Records to process >>
· · ·

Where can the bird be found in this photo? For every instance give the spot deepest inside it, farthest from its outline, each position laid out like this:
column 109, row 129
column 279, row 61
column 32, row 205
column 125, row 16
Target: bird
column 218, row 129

· · ·

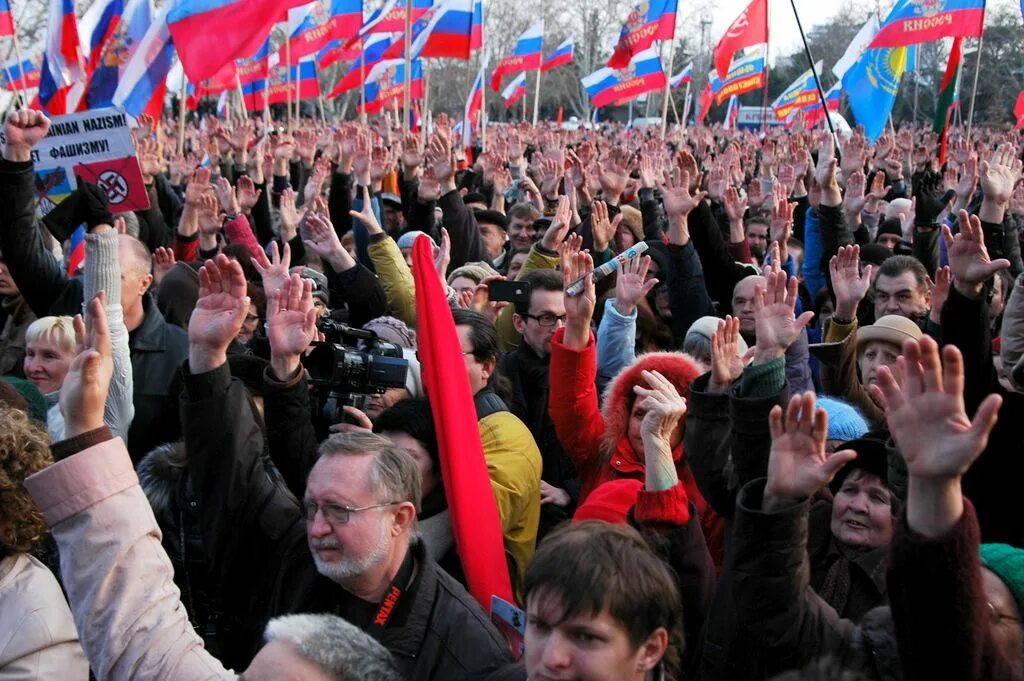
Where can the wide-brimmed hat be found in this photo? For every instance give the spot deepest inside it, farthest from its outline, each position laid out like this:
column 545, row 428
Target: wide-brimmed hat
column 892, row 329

· · ·

Activity >>
Copy out each line from the preceding entries that mentions the word "farthest".

Output below >>
Where can the bird be found in this photo? For every instance give the spot deepest inside it, farthest from its outline, each position laid out like this:
Where can the wide-brimmed hat be found in this photo? For every instance give the spot deepest inside it, farthest from its outline, each position laid out like this:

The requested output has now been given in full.